◆ REQUIREMENT
Print the full listing exactly.

◆ SOURCE MATERIAL
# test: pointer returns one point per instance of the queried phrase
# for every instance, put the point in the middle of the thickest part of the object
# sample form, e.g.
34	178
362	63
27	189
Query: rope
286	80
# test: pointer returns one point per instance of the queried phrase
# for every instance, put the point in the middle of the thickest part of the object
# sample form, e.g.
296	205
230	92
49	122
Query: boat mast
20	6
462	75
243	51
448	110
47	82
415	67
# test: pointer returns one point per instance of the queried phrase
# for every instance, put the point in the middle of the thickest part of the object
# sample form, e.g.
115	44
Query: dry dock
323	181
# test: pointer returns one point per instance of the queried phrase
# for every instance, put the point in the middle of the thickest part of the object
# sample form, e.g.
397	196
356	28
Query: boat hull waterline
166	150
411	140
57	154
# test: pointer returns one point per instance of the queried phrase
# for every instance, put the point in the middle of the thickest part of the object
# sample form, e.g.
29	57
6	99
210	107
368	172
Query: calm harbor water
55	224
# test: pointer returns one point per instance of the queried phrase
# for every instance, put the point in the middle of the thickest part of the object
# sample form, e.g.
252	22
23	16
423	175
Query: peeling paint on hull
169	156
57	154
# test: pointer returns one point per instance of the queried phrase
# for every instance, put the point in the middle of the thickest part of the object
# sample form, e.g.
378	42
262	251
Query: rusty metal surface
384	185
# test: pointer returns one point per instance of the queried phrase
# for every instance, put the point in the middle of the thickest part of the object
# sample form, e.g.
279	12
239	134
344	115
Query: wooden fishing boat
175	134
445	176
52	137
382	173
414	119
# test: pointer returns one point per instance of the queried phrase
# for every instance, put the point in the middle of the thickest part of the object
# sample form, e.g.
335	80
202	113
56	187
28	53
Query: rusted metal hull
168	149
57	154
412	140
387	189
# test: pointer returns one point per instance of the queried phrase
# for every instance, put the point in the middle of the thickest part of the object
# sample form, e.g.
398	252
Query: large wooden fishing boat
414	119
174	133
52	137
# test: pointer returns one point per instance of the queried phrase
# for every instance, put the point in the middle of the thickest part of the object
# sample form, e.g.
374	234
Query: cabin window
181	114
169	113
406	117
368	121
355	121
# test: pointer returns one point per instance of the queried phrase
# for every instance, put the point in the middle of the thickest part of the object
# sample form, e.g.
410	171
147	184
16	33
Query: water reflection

◆ FINISHED ANSWER
# test: pointer returns one point per instance of the queried phrase
# for every instance, put the point in the middle of the thickest part of the object
# sample form, e.g.
34	178
362	63
27	189
Query: rope
286	80
# test: pointer returns one point per instance of the queried phrase
# for every instance, put the point in the middle of the thickest part of the object
# sample form, e.g.
296	205
230	92
49	122
Query: boat mast
20	6
462	75
243	51
448	110
47	82
415	67
# test: pointer returns one point per instance of the queried phrase
# for every instance, put the point in the middle of the thickest part of the object
# sample form, e.g.
115	44
Query: dry dock
323	181
# test: pointer returns one point per instance of the queried phrase
# for every instance, put the point in the middle of the thickest part of the object
# sample form, e.g.
397	196
356	28
Query: boat hull waterline
166	150
411	140
57	154
# test: pointer returns one point per instance of the queried phrase
# for every instance, put the point in the middle of the thickest part of the object
# sample form, e.g.
29	57
6	99
210	107
368	172
Query: calm harbor water
55	224
# test: pointer returns one point per instance of the queried phrase
# for every instance, put the point in the middle of the thickest part of the object
# sample form, e.g.
252	22
23	16
423	175
Query: peeling paint on hull
169	156
57	154
# test: pointer returns one point per instance of the queried phrase
# for every instance, put the point in the middle of the thickest part of the object
# sample form, e.g.
378	42
262	251
Query: rusty metal surface
384	185
# test: pointer returns one point per instance of the queried phrase
# for every instance, put the point in the middle of the thickest part of the object
# sample form, e.g.
279	12
239	134
344	115
Query: wooden fishing boat
175	134
445	176
52	137
382	173
414	119
# test: pointer returns one point per instance of the queried phrase
# for every instance, put the point in the middle of the thickest part of the object
# sample form, e.g.
335	80
202	113
56	187
28	53
Query: rusted metal hull
168	149
57	154
412	140
387	189
# test: pointer returns one point per instance of the queried phrase
# for every instance, put the point in the middle of the thickest part of the object
# sample form, e.g.
398	252
Query: large wooden fishing boat
414	119
174	133
52	137
# test: pointer returns one point per instance of the queried phrase
# for every instance, put the point in the middle of the thickest part of the object
# sample form, e.g.
374	234
Query: cabin window
181	114
169	113
406	117
368	121
355	121
# test: pointer returns one point per instance of the queried phrase
# for every instance, put the point in the middle of the thickest part of the object
# sample form, e.g.
410	171
147	184
16	33
Query: water reflection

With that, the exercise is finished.